■ **The problem**
In the text on malignant narcissism, which two types of narcissism did Eric Fromm identify?
╭─ Page extract
Now we have an ex-president indicted by district attorneys in New York, Alvin L. Bragg (bookkeeping fraud) and Georgia, Fani T. Willis (election subversion), and by Special federal prosecutor Jack Smith for hoarding national security documents and, in a separate indictment, election subversion.2
Millions of Republicans have sworn allegiance to their leader. And in light of these indictments, the cult is more emboldened. This fact needs to be part of any discussion with or about Trump. It’s an important context when Trump is interviewed.
Psychological Theory
We might say that malignant normality is the psychological theory that explains emperors, narcissists, fascists, and Nazis. In Trump’s case, we might consider him a malignant narcissist. But can experts agree that Trump suffers from malignant narcissism. In Bill Eddy’s Psychology Today article, he points out that some health experts say “Yes;” some say “No;” and many say they can’t say because they’ve never done a clinical interview3.
Eddy reports that the term narcissism was used by Eric Fromm, a psychiatrist in the United States who immigrated from Hitler’s Germany in the 1930s. Fromm identified two types of narcissism, “benign narcissism” and “malignant narcissism.” The emergence of Trump onto the political stage has been wrought with his behavior as narcissistic. Can a diagnosis of malignant narcissism be associated with Trump. Fromm writes:
It is a madness that tends to grow in the lifetime of the afflicted person. The more he tries to be a god, the more he isolates himself from the human race; this isolation makes him more frightened, everybody becomes his enemy, and in order to stand the resulting fright he has to increase his power, his ruthlessness, and his narcissism.
Eric From, The Heart of Man: Its Genius for Good and Evil (Riverdale, NY: American Mental Health Foundation; First published by Harper and Row, Publishers, New York, 1964), loc. 989 of 2243, Kindle.
You’ll have to decide for yourself. In Eddy’s paper, he cites John Gartner, Ph.D., psychologist at Johns Hopkins University Medical School, who says Trump is a malignant narcissist. Gartner suggests several aspects of Trump’s character that would support a diagnosis of malignant narcissism.4
- He knows more about everything than anyone.
- He has empathy for no one but himself.
- Paranoia—demonization of the press, minorities, immigrants, and anyone else who disagrees with him.
- Sociopathy—one who constantly lie, violate norms and laws, exploits others and shows no remorse.
╰─
╭─ Source material
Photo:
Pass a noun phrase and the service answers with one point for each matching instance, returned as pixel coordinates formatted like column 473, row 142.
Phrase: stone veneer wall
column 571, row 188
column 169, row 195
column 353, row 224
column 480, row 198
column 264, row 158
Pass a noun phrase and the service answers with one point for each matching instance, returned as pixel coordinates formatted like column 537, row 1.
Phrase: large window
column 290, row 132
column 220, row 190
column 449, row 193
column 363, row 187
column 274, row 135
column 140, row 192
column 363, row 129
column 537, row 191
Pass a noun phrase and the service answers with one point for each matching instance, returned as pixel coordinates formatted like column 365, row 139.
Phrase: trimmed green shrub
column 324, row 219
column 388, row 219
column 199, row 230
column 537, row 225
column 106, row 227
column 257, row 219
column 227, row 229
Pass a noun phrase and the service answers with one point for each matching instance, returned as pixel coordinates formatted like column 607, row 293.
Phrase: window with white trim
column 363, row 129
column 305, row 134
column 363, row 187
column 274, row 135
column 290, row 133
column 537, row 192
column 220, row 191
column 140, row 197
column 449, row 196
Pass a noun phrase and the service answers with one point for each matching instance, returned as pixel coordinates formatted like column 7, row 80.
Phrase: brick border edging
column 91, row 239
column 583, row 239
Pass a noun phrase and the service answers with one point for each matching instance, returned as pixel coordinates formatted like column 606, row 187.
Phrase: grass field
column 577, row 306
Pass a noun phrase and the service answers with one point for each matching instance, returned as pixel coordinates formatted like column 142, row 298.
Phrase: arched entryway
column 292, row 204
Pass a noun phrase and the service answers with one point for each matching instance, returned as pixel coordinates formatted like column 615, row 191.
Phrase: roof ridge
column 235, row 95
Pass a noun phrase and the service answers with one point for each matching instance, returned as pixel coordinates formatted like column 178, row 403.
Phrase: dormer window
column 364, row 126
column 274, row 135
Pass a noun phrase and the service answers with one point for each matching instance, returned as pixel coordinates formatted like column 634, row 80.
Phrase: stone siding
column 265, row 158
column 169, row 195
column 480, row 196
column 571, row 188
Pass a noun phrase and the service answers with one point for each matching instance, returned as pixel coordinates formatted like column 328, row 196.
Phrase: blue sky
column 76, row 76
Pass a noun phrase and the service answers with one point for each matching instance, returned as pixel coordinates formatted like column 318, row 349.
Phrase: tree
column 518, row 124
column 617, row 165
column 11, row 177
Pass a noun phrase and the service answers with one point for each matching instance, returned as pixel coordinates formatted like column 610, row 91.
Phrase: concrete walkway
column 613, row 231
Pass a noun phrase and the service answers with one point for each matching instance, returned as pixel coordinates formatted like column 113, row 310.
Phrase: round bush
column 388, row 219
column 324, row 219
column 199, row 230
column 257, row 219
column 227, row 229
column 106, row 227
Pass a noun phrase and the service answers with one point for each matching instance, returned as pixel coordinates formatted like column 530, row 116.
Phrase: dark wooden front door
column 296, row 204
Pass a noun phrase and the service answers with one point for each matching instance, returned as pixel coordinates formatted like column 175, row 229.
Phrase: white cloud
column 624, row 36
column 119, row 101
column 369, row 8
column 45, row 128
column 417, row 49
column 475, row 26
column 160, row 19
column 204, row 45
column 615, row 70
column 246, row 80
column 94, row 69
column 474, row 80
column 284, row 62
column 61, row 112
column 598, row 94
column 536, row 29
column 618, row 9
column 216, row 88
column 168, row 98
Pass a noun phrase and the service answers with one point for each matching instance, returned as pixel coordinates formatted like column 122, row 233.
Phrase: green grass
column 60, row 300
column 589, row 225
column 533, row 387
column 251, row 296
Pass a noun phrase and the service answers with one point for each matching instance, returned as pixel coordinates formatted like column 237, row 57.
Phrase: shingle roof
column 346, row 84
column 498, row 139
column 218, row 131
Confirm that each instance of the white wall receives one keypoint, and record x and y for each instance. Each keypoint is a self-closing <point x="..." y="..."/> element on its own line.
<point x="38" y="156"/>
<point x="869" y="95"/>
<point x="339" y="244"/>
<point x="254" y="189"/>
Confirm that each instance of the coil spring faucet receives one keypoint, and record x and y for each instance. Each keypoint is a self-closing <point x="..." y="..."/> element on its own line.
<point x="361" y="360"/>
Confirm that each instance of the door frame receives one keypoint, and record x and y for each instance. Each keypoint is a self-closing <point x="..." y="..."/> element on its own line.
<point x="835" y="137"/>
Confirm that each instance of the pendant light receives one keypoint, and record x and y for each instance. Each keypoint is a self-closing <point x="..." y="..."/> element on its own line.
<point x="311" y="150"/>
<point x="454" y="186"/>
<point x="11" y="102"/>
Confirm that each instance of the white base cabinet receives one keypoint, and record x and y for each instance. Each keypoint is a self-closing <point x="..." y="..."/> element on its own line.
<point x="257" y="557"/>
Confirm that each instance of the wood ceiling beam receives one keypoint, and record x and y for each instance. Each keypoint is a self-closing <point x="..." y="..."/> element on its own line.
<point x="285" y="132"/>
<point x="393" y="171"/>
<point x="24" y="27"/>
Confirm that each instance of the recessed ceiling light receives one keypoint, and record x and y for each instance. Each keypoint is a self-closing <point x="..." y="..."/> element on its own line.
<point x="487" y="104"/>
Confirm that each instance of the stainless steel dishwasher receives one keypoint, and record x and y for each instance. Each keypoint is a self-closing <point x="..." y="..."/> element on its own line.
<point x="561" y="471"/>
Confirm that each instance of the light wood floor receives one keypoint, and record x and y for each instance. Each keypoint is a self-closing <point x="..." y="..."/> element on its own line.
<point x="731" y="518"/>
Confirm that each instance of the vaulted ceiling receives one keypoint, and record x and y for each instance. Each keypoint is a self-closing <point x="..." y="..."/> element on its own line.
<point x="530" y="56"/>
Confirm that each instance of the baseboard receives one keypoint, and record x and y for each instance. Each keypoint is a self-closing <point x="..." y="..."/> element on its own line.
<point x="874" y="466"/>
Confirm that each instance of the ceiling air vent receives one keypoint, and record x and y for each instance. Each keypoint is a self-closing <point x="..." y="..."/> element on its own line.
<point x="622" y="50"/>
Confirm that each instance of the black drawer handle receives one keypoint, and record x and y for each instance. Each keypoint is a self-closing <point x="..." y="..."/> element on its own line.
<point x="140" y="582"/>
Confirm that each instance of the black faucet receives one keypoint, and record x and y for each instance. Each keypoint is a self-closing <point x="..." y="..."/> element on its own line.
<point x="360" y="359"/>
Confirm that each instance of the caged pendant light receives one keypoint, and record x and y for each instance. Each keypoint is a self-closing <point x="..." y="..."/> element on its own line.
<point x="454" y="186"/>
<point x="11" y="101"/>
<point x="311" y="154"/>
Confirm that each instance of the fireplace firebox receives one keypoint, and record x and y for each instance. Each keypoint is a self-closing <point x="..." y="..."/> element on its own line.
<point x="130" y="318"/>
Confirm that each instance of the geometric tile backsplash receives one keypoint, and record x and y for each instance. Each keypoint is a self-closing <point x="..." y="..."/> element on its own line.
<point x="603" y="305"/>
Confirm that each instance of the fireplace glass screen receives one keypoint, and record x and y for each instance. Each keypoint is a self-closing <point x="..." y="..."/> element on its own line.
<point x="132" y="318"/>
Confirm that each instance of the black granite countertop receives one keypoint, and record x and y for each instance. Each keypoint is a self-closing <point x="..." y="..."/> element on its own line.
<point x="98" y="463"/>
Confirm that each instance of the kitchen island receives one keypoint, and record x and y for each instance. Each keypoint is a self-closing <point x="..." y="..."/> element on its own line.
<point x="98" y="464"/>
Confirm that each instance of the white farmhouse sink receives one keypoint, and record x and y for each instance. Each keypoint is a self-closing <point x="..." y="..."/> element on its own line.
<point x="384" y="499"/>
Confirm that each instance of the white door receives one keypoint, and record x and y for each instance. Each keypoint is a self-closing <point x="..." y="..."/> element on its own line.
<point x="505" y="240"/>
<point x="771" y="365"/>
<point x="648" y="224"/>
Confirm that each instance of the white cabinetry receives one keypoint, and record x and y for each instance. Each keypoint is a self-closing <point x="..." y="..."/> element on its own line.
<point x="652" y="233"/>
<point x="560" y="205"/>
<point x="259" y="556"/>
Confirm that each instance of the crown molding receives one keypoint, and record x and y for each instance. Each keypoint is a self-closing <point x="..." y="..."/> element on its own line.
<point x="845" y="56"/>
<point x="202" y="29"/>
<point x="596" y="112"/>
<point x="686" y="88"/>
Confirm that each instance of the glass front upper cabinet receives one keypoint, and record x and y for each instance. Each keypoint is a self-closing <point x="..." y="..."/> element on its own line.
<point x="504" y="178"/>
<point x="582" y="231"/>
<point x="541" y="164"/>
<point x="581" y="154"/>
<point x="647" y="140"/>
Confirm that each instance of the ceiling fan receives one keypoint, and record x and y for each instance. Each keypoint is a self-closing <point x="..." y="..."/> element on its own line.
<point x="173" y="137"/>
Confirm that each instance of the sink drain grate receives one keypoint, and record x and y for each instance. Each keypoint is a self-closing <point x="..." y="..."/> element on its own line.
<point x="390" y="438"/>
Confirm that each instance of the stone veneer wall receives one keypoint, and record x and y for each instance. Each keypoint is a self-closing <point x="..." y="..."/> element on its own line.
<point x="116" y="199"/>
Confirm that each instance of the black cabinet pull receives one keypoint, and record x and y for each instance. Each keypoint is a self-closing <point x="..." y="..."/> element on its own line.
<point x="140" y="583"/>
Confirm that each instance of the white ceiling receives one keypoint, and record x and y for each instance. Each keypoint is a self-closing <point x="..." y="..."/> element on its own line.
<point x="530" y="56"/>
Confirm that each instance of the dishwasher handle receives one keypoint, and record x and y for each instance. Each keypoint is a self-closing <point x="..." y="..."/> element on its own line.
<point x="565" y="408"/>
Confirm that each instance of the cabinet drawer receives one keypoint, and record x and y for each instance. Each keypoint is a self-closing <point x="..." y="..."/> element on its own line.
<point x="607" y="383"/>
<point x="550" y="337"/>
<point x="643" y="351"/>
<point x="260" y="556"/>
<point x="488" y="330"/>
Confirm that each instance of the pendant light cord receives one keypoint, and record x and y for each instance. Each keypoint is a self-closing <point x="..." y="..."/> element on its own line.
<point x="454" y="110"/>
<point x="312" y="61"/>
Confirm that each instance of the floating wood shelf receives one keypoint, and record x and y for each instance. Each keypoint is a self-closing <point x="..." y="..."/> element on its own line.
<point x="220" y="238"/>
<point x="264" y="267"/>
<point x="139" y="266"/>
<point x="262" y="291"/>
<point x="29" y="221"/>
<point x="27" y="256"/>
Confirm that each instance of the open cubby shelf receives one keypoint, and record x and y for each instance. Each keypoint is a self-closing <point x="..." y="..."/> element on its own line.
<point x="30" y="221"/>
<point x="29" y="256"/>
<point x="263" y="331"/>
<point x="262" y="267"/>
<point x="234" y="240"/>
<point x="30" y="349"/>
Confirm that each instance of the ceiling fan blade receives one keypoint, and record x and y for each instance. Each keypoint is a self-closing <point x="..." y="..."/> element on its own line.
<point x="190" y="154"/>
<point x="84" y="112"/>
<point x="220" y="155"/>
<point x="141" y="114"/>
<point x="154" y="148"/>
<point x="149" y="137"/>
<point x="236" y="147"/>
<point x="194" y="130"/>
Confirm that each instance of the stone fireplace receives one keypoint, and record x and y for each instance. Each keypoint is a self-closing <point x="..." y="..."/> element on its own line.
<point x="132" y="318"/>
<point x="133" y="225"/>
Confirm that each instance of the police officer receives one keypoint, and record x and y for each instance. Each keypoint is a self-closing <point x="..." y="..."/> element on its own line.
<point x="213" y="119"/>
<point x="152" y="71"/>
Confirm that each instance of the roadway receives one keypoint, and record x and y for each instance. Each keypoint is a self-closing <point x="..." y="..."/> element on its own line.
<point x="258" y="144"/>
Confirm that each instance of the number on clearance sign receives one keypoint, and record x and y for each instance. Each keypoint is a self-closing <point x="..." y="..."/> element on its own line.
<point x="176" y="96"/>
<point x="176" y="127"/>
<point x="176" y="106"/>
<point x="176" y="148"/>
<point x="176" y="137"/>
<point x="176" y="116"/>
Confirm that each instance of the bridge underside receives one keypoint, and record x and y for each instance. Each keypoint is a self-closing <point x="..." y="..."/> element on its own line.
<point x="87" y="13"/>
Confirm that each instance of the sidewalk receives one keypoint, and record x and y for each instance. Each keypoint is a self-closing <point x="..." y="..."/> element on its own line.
╰─
■ **Task answer**
Benign narcissism and malignant narcissism.